SOURCE EXCERPT =
The Hogwarts-esque lobby of Shepard Hall.
April 2003 - Shepard Hall is a neo-gothic building that smells deliciously of frequent cleanings and outmoded heating. But to the fifth- and sixth-graders in the thrall of the Harry Potter books, it is Hogwarts, the wizard-training school where Harry learns to fly. "It“s the statues and arches that remind me of Hogwarts,” says Talia Charlton. Usually, it is Salvadori Architect-Educator Dida Stadler who visits Darrell Hucks’s class at the Ella Baker School in Julia Richmond Educational Complex on the Upper East Side. But one morning the class returned the favor and spent a day exploring the City College campus, where the Salvadori Center is situated, accompanied by their art teacher, Alberto Wilmore.


Lara Torres shows her teacher, Darrell Hucks, her perspective drawing.

LISTED RECORDS =
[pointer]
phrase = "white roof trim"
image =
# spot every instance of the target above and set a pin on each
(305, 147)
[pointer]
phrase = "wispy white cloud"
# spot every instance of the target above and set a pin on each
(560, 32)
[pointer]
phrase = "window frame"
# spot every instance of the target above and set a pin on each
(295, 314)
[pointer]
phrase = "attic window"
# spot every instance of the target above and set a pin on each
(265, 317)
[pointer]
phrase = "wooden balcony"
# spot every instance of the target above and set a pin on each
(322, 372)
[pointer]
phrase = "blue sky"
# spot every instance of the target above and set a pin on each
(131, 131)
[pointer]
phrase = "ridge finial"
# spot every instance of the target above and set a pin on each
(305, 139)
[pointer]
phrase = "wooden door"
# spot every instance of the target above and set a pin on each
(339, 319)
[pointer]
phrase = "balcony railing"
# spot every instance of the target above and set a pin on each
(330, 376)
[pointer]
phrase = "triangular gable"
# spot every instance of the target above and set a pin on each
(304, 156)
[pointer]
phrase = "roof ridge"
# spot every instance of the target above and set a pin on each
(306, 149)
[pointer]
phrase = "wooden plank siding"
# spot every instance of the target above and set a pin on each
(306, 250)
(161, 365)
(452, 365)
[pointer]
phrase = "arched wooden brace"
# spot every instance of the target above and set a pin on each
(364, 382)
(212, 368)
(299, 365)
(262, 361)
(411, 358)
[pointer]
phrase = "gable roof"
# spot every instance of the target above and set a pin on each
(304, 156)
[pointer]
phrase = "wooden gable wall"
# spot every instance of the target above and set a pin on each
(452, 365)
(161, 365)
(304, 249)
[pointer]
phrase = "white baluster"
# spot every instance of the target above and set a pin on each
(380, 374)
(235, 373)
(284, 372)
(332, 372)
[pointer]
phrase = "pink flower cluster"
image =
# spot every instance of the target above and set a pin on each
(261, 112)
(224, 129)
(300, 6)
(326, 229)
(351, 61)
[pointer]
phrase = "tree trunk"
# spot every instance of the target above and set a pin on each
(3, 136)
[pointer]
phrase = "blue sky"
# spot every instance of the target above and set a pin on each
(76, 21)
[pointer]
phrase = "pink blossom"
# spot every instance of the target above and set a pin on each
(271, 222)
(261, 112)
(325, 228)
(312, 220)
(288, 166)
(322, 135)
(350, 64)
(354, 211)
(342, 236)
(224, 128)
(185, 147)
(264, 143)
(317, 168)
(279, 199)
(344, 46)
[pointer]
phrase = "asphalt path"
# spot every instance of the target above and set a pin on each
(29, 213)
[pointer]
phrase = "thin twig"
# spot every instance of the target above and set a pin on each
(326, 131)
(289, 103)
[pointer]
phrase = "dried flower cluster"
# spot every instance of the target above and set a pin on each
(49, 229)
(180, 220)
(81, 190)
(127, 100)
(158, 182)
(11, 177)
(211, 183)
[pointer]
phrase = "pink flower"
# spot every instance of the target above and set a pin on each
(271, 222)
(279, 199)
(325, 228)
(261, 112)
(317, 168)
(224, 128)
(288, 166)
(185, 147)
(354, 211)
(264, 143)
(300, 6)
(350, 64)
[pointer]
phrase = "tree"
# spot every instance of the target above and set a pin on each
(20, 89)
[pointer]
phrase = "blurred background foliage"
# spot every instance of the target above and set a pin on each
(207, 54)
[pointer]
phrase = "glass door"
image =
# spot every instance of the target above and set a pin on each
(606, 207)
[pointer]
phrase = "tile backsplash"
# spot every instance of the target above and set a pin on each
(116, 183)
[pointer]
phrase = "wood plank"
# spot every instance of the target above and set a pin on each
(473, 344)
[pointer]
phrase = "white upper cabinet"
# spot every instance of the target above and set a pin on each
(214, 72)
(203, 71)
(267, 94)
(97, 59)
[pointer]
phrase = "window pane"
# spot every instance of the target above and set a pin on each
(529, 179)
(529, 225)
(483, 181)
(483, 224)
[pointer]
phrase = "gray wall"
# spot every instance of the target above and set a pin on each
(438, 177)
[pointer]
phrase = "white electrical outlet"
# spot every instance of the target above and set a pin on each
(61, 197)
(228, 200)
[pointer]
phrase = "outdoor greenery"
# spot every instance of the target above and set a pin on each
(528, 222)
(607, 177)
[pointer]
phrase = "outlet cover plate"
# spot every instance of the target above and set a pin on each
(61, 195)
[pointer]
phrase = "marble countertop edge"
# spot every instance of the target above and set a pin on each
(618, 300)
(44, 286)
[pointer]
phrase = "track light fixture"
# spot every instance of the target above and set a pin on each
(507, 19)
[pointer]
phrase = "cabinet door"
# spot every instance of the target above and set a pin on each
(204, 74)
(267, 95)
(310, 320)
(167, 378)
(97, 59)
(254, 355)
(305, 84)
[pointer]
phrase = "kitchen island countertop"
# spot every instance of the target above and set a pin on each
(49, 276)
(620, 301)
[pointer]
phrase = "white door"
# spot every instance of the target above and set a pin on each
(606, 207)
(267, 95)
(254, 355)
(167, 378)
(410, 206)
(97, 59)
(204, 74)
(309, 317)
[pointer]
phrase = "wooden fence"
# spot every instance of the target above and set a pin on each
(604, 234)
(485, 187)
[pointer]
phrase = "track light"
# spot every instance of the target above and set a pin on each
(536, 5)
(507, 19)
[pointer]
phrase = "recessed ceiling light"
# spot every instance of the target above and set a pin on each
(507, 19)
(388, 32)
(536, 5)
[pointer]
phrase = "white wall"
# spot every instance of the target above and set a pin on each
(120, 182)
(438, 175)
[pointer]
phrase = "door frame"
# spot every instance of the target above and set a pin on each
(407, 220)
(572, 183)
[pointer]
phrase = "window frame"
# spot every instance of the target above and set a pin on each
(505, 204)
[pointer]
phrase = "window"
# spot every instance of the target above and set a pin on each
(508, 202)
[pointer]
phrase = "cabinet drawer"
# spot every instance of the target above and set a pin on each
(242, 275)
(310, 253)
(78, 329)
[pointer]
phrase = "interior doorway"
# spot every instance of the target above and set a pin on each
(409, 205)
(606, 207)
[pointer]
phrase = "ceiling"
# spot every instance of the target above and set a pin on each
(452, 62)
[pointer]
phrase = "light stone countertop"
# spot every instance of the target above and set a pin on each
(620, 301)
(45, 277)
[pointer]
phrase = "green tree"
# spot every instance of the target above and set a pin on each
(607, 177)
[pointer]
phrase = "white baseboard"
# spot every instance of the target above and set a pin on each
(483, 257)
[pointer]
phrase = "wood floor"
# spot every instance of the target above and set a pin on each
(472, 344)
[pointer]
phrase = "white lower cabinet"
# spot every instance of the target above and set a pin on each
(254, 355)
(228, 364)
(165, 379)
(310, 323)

PROBLEM DESCRIPTION =
Answer these from the Shepard Hall excerpt above:
(a) Which school does Darrell Hucks's class attend?
(b) According to Talia Charlton, what reminds her of Hogwarts?
(c) What does Lara Torres show her teacher?

REPLY =
(a) The Ella Baker School, in Julia Richmond Educational Complex on the Upper East Side.
(b) The statues and arches.
(c) Her perspective drawing.